▸ **Written task**: Convert all of the items below into a numbered list, leaving out any blank lines.

[Dataset excerpt]
# # # # # # #
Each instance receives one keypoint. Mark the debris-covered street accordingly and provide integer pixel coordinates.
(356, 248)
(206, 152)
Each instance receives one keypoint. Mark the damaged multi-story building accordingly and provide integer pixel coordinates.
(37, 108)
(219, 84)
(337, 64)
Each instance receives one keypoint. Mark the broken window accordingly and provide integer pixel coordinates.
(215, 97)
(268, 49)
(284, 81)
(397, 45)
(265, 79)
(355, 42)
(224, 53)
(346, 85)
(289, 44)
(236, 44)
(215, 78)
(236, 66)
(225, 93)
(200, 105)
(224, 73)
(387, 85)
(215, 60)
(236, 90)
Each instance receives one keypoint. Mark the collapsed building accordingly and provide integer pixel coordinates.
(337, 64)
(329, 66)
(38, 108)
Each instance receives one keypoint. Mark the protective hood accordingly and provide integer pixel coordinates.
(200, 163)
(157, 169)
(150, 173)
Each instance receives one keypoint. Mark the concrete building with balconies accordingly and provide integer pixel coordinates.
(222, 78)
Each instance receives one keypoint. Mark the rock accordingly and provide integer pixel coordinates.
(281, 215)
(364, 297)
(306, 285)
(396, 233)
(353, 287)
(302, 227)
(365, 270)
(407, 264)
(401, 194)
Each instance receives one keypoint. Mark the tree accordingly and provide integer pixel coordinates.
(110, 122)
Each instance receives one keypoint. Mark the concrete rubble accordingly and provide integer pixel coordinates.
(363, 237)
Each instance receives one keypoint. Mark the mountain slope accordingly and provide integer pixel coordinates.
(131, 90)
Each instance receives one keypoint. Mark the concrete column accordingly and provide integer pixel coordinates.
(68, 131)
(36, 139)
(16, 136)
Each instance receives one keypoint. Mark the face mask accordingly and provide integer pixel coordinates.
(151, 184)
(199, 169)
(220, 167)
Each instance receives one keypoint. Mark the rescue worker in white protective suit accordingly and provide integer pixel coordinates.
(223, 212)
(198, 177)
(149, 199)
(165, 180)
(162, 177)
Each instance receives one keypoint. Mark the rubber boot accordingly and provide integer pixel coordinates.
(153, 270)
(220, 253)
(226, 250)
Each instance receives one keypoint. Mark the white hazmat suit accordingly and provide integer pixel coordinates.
# # # # # # #
▸ **Written response**:
1. Each instance receives one keypoint. Mark the debris-covered street accordingly and provide integer pixel coordinates.
2. (356, 248)
3. (206, 152)
4. Each instance receives one keypoint. Mark the damaged multi-story building accordingly and provide integer pixel coordinates.
5. (37, 108)
6. (219, 84)
7. (337, 64)
8. Each instance receives one keypoint. Mark the broken window accordingly and provide integer pixel coordinates.
9. (215, 97)
10. (268, 49)
11. (284, 81)
12. (397, 45)
13. (265, 79)
14. (355, 42)
15. (224, 53)
16. (346, 85)
17. (289, 44)
18. (236, 44)
19. (215, 78)
20. (236, 66)
21. (225, 93)
22. (200, 105)
23. (224, 73)
24. (387, 85)
25. (215, 60)
26. (236, 90)
27. Each instance receives one keypoint. Mark the collapsed building accordingly and provide integer pixel coordinates.
28. (337, 64)
29. (329, 66)
30. (38, 108)
31. Each instance receives one keypoint. Mark the protective hood accordingly and provide integer pixel coordinates.
32. (200, 163)
33. (157, 169)
34. (150, 173)
35. Each instance receives one keypoint. Mark the concrete building with balconies accordingly and provide integer pixel coordinates.
36. (222, 78)
37. Each instance receives one keypoint. Mark the rock accordingly and provide integer pixel coordinates.
38. (281, 215)
39. (364, 297)
40. (306, 285)
41. (396, 233)
42. (353, 287)
43. (302, 227)
44. (365, 270)
45. (407, 264)
46. (401, 194)
47. Each instance receives one keypoint. Mark the tree accordingly and provide integer pixel coordinates.
48. (110, 122)
49. Each instance receives one keypoint. Mark the concrete rubble accordingly and provide integer pixel coordinates.
50. (363, 237)
51. Each instance receives one keypoint. Mark the mountain slope accordingly and provide integer pixel coordinates.
52. (131, 90)
53. Each instance receives one keypoint. Mark the concrete column accordingly and provide integer pixel coordinates.
54. (68, 131)
55. (36, 139)
56. (16, 136)
57. Each instance receives one keypoint. Mark the face mask accordingly and provide integer pixel coordinates.
58. (151, 184)
59. (199, 169)
60. (220, 167)
61. Each instance receives one keypoint. Mark the rescue worker in white protective suit accordingly and provide integer pixel coordinates.
62. (223, 212)
63. (198, 177)
64. (149, 199)
65. (165, 180)
66. (162, 177)
67. Each instance receives one keypoint. Mark the rubber boot accordingly and provide integer pixel coordinates.
68. (153, 270)
69. (220, 253)
70. (226, 250)
71. Each instance receives one keypoint. Mark the white hazmat suit accordingly and provide integer pixel coordinates.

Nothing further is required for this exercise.